━━━━━ Selection ━━━━━

Hotelling's law is an observation in economics that in many markets it is rational for producers to make their products as similar as possible. This is also referred to as the principle of minimum differentiation as well as Hotelling's linear city model. The observation was made by Harold Hotelling (1895–1973) in the article "Stability in Competition" in Economic Journal in 1929.

The opposing phenomenon is product differentiation, which is usually considered to be a business advantage if executed properly.

Example

Suppose there are two competing shops located along the length of a street running north and south, with customers spread equally along the street. Both shop owners want their shops to be where they will get most market share of customers. If both shops sell the same range of goods at the same prices then the locations of the shops are themselves the 'products'. Each customer will always choose the nearer shop as it is disadvantageous to travel to the farther.

One shop
For a single shop, the optimal location is anywhere along the length of the street. The shop owner is completely indifferent about the location of the shop since it will draw all customers to it, by default. However, from the point of view of a social welfare function that tries to minimize the distance that people need to travel, the optimal point is halfway along the length of the street.

Two shops: halfway
Hotelling's law predicts that a street with two shops will also find both shops right next to each other at the same halfway point. Each shop will serve half the market; one will draw customers from the north, the other all customers from the south.

Another example of the law in action is that of two takeaway food pushcarts, one at each end of a beach. If there is an equal distribution of rational consumers along the beach, each pushcart will get half the customers, divided by an invisible line equidistant from the carts. But, each pushcart owner will be tempted to push his cart slightly towards the other, moving the invisible line so that the owner is on the side with more than half the beach. Eventually, the pushcart operators will end up next to each other in the center of the beach.

Social optimum 
It would be more socially beneficial if the shops separated themselves and moved to one quarter of the way along the street from each end — each would still draw half the customers but customers would, on average, make a shorter journey. However, neither shop would be willing to do this independently, as it would then allow the other to relocate and capture more than half the market.

Deviating assumptions
When people along the street, or along the range of possible different product positions, consume more than a minimum number of goods (i.e. have discretionary income), companies can position their products to sections where consumers exist to maximize profit; this will often mean that companies will position themselves in different sections of the street, occupying niche markets. When prices are not fixed, companies can modify their prices to compete for customers; in those cases it is in the company's best interest to differentiate themselves as far away from each other as possible so they face less competition from each other.

━━━━━ Information provided ━━━━━

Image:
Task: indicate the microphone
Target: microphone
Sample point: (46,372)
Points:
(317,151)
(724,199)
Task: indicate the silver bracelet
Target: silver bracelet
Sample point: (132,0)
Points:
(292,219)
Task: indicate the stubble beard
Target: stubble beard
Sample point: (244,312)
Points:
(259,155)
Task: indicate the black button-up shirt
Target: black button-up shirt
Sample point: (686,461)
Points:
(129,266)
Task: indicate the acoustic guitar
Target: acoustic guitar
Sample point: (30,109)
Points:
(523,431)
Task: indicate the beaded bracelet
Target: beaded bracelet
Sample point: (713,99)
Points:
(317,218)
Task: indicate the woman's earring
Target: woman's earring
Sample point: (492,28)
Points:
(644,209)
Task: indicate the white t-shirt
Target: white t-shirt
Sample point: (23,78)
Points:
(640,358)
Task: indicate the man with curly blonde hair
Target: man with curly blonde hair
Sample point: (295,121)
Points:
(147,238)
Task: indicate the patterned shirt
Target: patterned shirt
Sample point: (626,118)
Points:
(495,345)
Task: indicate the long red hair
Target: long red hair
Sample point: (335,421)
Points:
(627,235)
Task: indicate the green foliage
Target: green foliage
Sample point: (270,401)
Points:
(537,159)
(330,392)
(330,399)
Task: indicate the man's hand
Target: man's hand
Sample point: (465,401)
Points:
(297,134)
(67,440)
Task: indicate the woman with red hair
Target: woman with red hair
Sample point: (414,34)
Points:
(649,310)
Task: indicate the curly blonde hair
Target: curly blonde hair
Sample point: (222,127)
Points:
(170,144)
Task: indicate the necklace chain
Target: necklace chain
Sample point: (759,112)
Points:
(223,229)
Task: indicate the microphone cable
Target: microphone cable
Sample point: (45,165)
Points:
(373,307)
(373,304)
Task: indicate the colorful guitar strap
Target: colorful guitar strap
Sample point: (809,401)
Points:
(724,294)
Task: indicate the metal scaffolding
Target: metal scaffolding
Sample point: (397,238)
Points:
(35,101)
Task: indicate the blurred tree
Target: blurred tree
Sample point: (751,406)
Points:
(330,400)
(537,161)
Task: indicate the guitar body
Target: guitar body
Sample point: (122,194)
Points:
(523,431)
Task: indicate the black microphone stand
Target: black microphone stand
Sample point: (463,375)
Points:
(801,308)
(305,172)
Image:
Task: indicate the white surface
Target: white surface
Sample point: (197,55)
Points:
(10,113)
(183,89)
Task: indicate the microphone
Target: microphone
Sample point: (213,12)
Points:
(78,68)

━━━━━

To-do list |
1. Answer these from the text on Hotelling's law:
(a) In which journal and in what year did Hotelling publish "Stability in Competition"?
(b) Under the social optimum, where would the two shops move to?
(c) In the beach example, where do the two pushcart operators eventually end up?
2. Please reproduce the records exactly, beginning at the line that contains "Task: indicate the long red hair" and stopping after the final line of the records, with both ends included.

Task results |
1.
(a) Economic Journal, 1929.
(b) One quarter of the way along the street from each end.
(c) Next to each other in the center of the beach.

2.
Task: indicate the long red hair
Target: long red hair
Sample point: (335,421)
Points:
(627,235)
Task: indicate the green foliage
Target: green foliage
Sample point: (270,401)
Points:
(537,159)
(330,392)
(330,399)
Task: indicate the man's hand
Target: man's hand
Sample point: (465,401)
Points:
(297,134)
(67,440)
Task: indicate the woman with red hair
Target: woman with red hair
Sample point: (414,34)
Points:
(649,310)
Task: indicate the curly blonde hair
Target: curly blonde hair
Sample point: (222,127)
Points:
(170,144)
Task: indicate the necklace chain
Target: necklace chain
Sample point: (759,112)
Points:
(223,229)
Task: indicate the microphone cable
Target: microphone cable
Sample point: (45,165)
Points:
(373,307)
(373,304)
Task: indicate the colorful guitar strap
Target: colorful guitar strap
Sample point: (809,401)
Points:
(724,294)
Task: indicate the metal scaffolding
Target: metal scaffolding
Sample point: (397,238)
Points:
(35,101)
Task: indicate the blurred tree
Target: blurred tree
Sample point: (751,406)
Points:
(330,400)
(537,161)
Task: indicate the guitar body
Target: guitar body
Sample point: (122,194)
Points:
(523,431)
Task: indicate the black microphone stand
Target: black microphone stand
Sample point: (463,375)
Points:
(801,308)
(305,172)
Image:
Task: indicate the white surface
Target: white surface
Sample point: (197,55)
Points:
(10,113)
(183,89)
Task: indicate the microphone
Target: microphone
Sample point: (213,12)
Points:
(78,68)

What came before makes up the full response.